What the exercise asks:
Whenever the word "patterned" shows up in a line of the data, copy that line.

[[ Recorded data, beginning ]]

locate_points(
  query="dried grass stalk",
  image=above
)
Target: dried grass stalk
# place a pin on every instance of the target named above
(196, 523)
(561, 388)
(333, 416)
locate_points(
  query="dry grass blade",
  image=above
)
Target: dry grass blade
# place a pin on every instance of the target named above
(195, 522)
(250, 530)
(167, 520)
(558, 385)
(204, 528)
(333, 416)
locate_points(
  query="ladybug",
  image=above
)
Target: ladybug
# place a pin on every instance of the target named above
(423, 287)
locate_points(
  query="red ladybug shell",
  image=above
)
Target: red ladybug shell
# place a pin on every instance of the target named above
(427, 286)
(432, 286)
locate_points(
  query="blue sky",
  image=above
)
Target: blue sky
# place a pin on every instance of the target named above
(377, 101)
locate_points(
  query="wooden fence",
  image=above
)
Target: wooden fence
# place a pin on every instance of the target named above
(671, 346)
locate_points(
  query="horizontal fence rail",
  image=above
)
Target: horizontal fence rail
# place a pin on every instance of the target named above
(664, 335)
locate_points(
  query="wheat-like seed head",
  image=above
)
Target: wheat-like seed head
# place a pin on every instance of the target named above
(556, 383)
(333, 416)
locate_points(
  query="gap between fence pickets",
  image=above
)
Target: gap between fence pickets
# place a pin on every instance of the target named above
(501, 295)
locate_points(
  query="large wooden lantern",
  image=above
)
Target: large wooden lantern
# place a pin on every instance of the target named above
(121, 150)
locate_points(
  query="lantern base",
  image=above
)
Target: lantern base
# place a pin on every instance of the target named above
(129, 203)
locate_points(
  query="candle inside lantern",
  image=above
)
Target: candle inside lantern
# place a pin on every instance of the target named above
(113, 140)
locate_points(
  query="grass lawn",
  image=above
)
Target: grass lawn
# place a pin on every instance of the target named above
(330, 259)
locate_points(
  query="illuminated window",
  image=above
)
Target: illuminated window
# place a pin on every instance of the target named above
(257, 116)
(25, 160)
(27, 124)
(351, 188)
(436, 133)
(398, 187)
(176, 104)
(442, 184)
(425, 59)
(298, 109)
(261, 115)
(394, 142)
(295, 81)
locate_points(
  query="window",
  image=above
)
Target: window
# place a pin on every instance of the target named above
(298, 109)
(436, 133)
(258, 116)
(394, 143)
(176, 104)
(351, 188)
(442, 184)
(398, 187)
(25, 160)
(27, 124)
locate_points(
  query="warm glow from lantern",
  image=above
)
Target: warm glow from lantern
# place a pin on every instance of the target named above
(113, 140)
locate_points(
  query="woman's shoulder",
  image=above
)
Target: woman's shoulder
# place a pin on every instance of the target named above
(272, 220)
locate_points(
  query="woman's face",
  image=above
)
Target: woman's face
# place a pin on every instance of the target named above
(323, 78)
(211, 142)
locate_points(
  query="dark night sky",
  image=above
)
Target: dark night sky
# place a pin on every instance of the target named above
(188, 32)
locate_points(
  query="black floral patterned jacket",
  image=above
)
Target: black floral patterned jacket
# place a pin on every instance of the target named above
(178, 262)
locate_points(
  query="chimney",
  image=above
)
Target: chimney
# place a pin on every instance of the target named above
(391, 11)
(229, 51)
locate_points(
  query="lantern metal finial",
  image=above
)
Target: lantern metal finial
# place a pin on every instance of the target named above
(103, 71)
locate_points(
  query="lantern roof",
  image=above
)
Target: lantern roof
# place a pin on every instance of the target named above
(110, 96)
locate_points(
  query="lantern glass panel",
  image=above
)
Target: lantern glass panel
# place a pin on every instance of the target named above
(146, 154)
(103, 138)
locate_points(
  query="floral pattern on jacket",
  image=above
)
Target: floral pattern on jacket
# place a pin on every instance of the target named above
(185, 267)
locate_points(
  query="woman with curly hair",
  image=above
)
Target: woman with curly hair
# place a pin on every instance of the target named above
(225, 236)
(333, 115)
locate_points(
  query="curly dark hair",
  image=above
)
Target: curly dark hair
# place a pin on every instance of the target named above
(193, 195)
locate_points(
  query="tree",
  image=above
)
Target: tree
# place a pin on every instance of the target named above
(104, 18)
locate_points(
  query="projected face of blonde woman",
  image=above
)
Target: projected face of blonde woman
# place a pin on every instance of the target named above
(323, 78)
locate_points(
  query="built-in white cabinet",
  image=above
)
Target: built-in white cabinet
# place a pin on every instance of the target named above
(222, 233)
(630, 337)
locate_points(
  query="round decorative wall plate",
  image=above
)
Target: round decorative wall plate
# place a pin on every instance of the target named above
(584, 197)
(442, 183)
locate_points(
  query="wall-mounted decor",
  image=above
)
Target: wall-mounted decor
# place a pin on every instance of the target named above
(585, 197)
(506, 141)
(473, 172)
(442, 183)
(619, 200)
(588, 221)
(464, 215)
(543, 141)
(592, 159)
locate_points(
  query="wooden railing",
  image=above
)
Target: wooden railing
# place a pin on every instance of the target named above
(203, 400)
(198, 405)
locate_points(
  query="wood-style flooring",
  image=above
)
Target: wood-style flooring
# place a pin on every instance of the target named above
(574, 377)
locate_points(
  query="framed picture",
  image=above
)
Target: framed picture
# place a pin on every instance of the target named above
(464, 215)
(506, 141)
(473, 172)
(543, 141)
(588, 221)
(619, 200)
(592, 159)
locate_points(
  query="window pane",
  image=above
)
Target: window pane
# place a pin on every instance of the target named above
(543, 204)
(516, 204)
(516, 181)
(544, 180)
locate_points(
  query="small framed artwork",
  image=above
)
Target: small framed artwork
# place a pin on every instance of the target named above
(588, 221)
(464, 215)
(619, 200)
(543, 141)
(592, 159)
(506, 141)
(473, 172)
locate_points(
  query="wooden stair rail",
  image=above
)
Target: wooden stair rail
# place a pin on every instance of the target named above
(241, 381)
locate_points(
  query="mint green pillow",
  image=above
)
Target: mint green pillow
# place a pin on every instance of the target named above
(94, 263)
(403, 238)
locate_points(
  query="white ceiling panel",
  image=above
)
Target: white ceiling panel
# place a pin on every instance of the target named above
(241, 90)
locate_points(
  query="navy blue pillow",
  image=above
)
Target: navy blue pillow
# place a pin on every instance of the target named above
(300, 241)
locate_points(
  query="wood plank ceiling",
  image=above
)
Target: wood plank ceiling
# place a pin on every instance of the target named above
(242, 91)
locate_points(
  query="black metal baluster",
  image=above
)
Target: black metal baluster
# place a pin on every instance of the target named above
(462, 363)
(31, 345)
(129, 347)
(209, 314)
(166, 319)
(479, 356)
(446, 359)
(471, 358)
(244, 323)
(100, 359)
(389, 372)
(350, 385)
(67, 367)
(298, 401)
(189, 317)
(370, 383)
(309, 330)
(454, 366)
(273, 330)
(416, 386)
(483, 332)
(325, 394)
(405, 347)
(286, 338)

[[ Recorded data, end ]]

Task solution:
  query="black floral patterned jacket",
Target: black floral patterned jacket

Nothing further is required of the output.